Exclude all pictures, then copy each of the records exactly as written.

Start

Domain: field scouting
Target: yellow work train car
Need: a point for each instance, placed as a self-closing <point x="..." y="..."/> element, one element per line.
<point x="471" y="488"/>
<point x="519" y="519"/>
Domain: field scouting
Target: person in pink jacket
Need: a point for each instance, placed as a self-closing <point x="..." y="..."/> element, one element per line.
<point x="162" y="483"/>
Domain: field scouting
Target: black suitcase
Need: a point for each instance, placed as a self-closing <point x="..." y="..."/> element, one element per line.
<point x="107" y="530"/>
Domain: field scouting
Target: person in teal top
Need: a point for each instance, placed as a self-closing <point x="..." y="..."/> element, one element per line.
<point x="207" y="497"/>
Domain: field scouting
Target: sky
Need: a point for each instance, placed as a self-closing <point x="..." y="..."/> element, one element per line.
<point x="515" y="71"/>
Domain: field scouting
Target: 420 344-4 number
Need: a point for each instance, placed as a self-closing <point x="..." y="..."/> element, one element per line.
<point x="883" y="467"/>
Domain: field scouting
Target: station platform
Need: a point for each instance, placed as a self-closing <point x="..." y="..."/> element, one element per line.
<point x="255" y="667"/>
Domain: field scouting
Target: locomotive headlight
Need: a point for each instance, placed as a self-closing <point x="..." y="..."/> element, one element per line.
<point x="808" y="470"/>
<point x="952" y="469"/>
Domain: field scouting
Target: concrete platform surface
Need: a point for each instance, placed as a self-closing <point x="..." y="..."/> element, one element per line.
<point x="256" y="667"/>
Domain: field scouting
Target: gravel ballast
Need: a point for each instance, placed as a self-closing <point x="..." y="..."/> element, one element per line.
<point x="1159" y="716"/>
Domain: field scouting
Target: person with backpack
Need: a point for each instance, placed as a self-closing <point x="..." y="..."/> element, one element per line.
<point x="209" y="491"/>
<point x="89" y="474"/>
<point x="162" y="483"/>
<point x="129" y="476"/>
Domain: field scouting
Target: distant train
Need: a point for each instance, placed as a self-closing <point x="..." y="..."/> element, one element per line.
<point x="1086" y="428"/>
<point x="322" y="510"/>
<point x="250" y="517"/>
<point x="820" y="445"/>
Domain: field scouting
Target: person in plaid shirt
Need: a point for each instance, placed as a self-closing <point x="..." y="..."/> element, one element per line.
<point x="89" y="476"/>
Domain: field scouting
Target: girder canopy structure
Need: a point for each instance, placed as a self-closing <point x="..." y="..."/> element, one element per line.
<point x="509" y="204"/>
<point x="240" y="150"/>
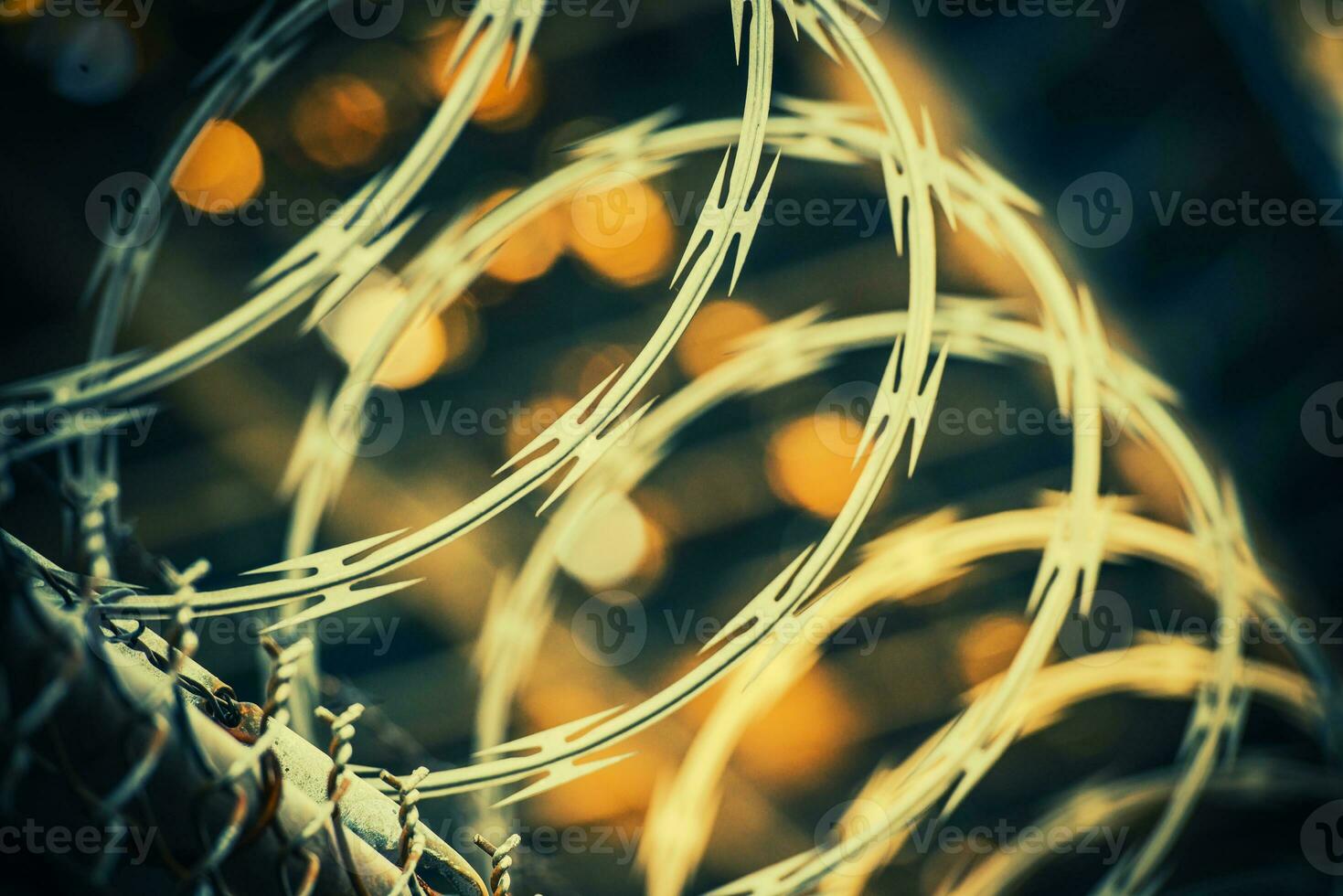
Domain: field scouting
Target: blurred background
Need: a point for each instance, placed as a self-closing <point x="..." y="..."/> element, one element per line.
<point x="1206" y="100"/>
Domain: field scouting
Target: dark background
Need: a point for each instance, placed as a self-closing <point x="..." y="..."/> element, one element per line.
<point x="1206" y="98"/>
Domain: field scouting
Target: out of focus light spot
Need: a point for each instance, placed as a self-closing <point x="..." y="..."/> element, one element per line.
<point x="713" y="334"/>
<point x="352" y="326"/>
<point x="222" y="168"/>
<point x="606" y="547"/>
<point x="530" y="251"/>
<point x="810" y="463"/>
<point x="622" y="229"/>
<point x="501" y="108"/>
<point x="988" y="645"/>
<point x="787" y="746"/>
<point x="340" y="121"/>
<point x="97" y="62"/>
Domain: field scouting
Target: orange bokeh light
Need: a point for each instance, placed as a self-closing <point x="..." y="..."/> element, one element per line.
<point x="503" y="106"/>
<point x="530" y="251"/>
<point x="622" y="229"/>
<point x="810" y="463"/>
<point x="713" y="334"/>
<point x="220" y="171"/>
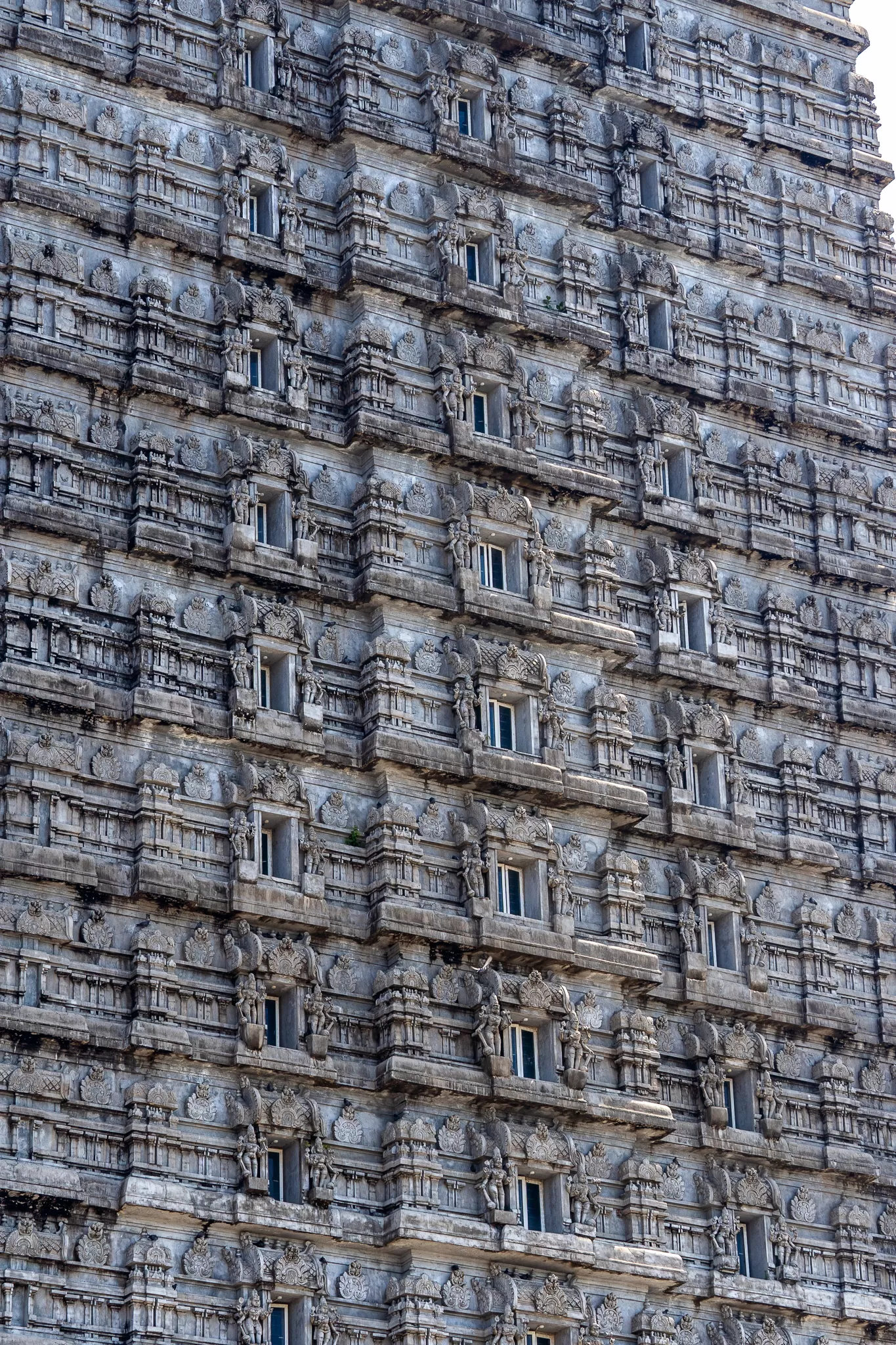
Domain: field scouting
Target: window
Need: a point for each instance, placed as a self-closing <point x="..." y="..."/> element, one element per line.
<point x="272" y="1020"/>
<point x="264" y="363"/>
<point x="258" y="210"/>
<point x="273" y="681"/>
<point x="721" y="944"/>
<point x="676" y="475"/>
<point x="274" y="847"/>
<point x="530" y="1201"/>
<point x="501" y="726"/>
<point x="254" y="368"/>
<point x="257" y="66"/>
<point x="278" y="1324"/>
<point x="651" y="186"/>
<point x="692" y="625"/>
<point x="753" y="1248"/>
<point x="708" y="779"/>
<point x="658" y="326"/>
<point x="509" y="891"/>
<point x="264" y="686"/>
<point x="276" y="1173"/>
<point x="267" y="853"/>
<point x="739" y="1101"/>
<point x="637" y="46"/>
<point x="743" y="1252"/>
<point x="492" y="567"/>
<point x="524" y="1053"/>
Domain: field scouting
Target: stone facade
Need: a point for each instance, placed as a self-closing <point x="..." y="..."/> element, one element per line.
<point x="448" y="814"/>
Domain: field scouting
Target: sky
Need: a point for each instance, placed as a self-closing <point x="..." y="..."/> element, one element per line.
<point x="879" y="19"/>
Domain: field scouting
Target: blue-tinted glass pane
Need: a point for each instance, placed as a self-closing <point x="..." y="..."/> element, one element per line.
<point x="534" y="1207"/>
<point x="527" y="1042"/>
<point x="278" y="1327"/>
<point x="273" y="1176"/>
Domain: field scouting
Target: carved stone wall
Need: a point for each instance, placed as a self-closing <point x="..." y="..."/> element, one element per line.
<point x="448" y="676"/>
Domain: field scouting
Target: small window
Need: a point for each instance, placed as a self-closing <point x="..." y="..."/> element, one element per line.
<point x="753" y="1248"/>
<point x="637" y="46"/>
<point x="676" y="477"/>
<point x="264" y="365"/>
<point x="729" y="1094"/>
<point x="509" y="891"/>
<point x="721" y="943"/>
<point x="268" y="852"/>
<point x="254" y="368"/>
<point x="257" y="66"/>
<point x="501" y="726"/>
<point x="524" y="1052"/>
<point x="492" y="567"/>
<point x="272" y="1020"/>
<point x="258" y="210"/>
<point x="278" y="1324"/>
<point x="743" y="1251"/>
<point x="651" y="187"/>
<point x="658" y="326"/>
<point x="708" y="780"/>
<point x="530" y="1200"/>
<point x="692" y="625"/>
<point x="276" y="1173"/>
<point x="264" y="686"/>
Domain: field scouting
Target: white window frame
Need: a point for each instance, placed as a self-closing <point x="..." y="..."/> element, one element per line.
<point x="524" y="1206"/>
<point x="261" y="522"/>
<point x="267" y="852"/>
<point x="516" y="1049"/>
<point x="264" y="686"/>
<point x="272" y="1000"/>
<point x="712" y="957"/>
<point x="278" y="1155"/>
<point x="504" y="872"/>
<point x="486" y="567"/>
<point x="284" y="1309"/>
<point x="495" y="725"/>
<point x="729" y="1098"/>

End

[The output]
Domain: field scouting
Target: yellow work train car
Need: a point for each instance, placed as a self-closing <point x="..." y="..."/> element, one element per line.
<point x="471" y="488"/>
<point x="519" y="519"/>
Domain: field scouting
Target: person in pink jacket
Need: a point for each instance, placed as a self-closing <point x="..." y="..."/> element, one element per line.
<point x="162" y="483"/>
Domain: field scouting
Target: black suitcase
Need: a point for each instance, placed as a self-closing <point x="..." y="..."/> element, one element per line.
<point x="107" y="530"/>
Domain: field scouting
Target: person in teal top
Need: a point for each instance, placed as a self-closing <point x="..." y="..."/> element, one element per line.
<point x="207" y="497"/>
Domain: field scouting
Target: sky
Need: a point for each instance, placed as a self-closing <point x="..." y="..."/> element, one element per line.
<point x="515" y="71"/>
Domain: field scouting
Target: 420 344-4 number
Need: a point for each instance, placed as a self-closing <point x="..." y="..."/> element, one element per line.
<point x="883" y="467"/>
Domain: field scouting
Target: station platform
Need: a point for each instance, placed as a self-closing <point x="..." y="..."/> element, one element per line.
<point x="255" y="667"/>
Domain: field scouting
Target: locomotive headlight
Need: a point for each instance, placed as a self-closing <point x="..." y="..."/> element, one element per line.
<point x="808" y="470"/>
<point x="952" y="469"/>
Domain: field scouting
Target: concrete platform surface
Need: a point for each instance, placed as a self-closing <point x="..." y="..."/> element, one element per line.
<point x="256" y="667"/>
Domain: field scouting
Target: gravel ballast
Need: a point for each instance, placed as a self-closing <point x="..." y="..."/> element, one element per line.
<point x="1159" y="716"/>
Domain: field scouting
Target: person with backpack
Need: a point for each instance, placed as a self-closing <point x="..." y="..."/> element, one element per line.
<point x="209" y="491"/>
<point x="89" y="474"/>
<point x="162" y="483"/>
<point x="129" y="476"/>
Domain: field scouting
Target: distant train
Need: a point for each instance, placed as a self-closing <point x="..." y="..."/> element, one element per line.
<point x="1086" y="428"/>
<point x="322" y="510"/>
<point x="250" y="517"/>
<point x="820" y="445"/>
Domain: field scouting
Target: person in plaid shirt
Need: a point for each instance, placed as a self-closing <point x="..." y="..."/> element, one element per line.
<point x="89" y="476"/>
Domain: field scouting
Target: girder canopy structure
Need: a point for each instance, placed as a self-closing <point x="..." y="..."/> element, one element per line.
<point x="509" y="204"/>
<point x="240" y="150"/>
Domain: field scouting
Target: blurred background
Need: a point for each instance, placed as a self-closing <point x="..." y="..."/> element, one element per line.
<point x="1206" y="100"/>
Domain: field scouting
Target: dark background
Need: a point for each instance, placed as a self-closing <point x="..." y="..."/> element, one element per line.
<point x="1206" y="98"/>
Domain: field scouting
Target: out of focus light spot
Need: a point for each instance, placed as a self-closing <point x="..." y="..."/> element, one element per line.
<point x="713" y="334"/>
<point x="352" y="326"/>
<point x="222" y="168"/>
<point x="606" y="547"/>
<point x="530" y="251"/>
<point x="810" y="463"/>
<point x="622" y="229"/>
<point x="501" y="108"/>
<point x="988" y="645"/>
<point x="787" y="746"/>
<point x="340" y="121"/>
<point x="97" y="62"/>
Domain: field scouting
Target: orange bokeh light
Need: a point for each instance, placed as a self-closing <point x="..." y="..."/> element, one element per line.
<point x="503" y="106"/>
<point x="530" y="251"/>
<point x="622" y="229"/>
<point x="810" y="463"/>
<point x="713" y="334"/>
<point x="220" y="171"/>
Domain: field scouting
Target: window
Need: a point for each instance, placed as a self-closing <point x="..." y="..."/> element, one element per line.
<point x="272" y="1020"/>
<point x="264" y="363"/>
<point x="258" y="210"/>
<point x="273" y="681"/>
<point x="721" y="944"/>
<point x="676" y="475"/>
<point x="274" y="847"/>
<point x="530" y="1201"/>
<point x="501" y="726"/>
<point x="254" y="368"/>
<point x="257" y="66"/>
<point x="278" y="1324"/>
<point x="651" y="186"/>
<point x="692" y="625"/>
<point x="753" y="1248"/>
<point x="708" y="779"/>
<point x="658" y="326"/>
<point x="509" y="891"/>
<point x="264" y="686"/>
<point x="276" y="1173"/>
<point x="267" y="853"/>
<point x="739" y="1101"/>
<point x="637" y="46"/>
<point x="743" y="1252"/>
<point x="492" y="567"/>
<point x="524" y="1053"/>
Domain: field scouting
Target: stone facade
Need: a point for each instance, placed as a self-closing <point x="..." y="..."/> element, one element per line.
<point x="448" y="814"/>
Domain: field scouting
Target: sky
Need: a point for each instance, placed as a self-closing <point x="..." y="..."/> element, one element per line.
<point x="879" y="19"/>
Domain: field scouting
Target: blue-tinted glass pane
Need: a point for each instance, placed as a self-closing <point x="..." y="..."/> element, one element per line.
<point x="534" y="1207"/>
<point x="527" y="1042"/>
<point x="278" y="1327"/>
<point x="273" y="1176"/>
Domain: field scouting
Target: carved stone wall
Need: a point for each instance, placed as a self-closing <point x="..." y="..."/> element, one element per line.
<point x="448" y="676"/>
Domain: field scouting
Target: small window
Need: a point for each instance, placed as a self-closing <point x="..." y="..."/> element, one element per line.
<point x="753" y="1248"/>
<point x="637" y="46"/>
<point x="676" y="477"/>
<point x="264" y="365"/>
<point x="729" y="1094"/>
<point x="509" y="891"/>
<point x="721" y="943"/>
<point x="268" y="852"/>
<point x="254" y="368"/>
<point x="257" y="66"/>
<point x="501" y="726"/>
<point x="524" y="1052"/>
<point x="492" y="567"/>
<point x="272" y="1020"/>
<point x="258" y="210"/>
<point x="278" y="1324"/>
<point x="743" y="1251"/>
<point x="651" y="187"/>
<point x="658" y="326"/>
<point x="708" y="780"/>
<point x="530" y="1200"/>
<point x="692" y="625"/>
<point x="276" y="1173"/>
<point x="264" y="686"/>
Domain: field scouting
Target: white window frame
Need: a point for each instance, placed as a self-closing <point x="..." y="..."/> element, one element per line.
<point x="524" y="1206"/>
<point x="261" y="522"/>
<point x="267" y="852"/>
<point x="516" y="1049"/>
<point x="264" y="686"/>
<point x="272" y="1000"/>
<point x="712" y="957"/>
<point x="278" y="1155"/>
<point x="504" y="872"/>
<point x="486" y="567"/>
<point x="284" y="1309"/>
<point x="495" y="725"/>
<point x="729" y="1098"/>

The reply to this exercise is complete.